======== Extracted entries

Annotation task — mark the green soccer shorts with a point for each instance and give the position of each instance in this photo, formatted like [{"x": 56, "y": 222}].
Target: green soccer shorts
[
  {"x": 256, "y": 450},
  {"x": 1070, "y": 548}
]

================

Set exercise:
Copy out every one of the items above, word for word.

Exercise answer:
Annotation task — mark the green soccer shorts with a point for each instance and give the position of each instance in this photo, formatted like [{"x": 56, "y": 222}].
Target: green soccer shorts
[
  {"x": 256, "y": 450},
  {"x": 1070, "y": 548}
]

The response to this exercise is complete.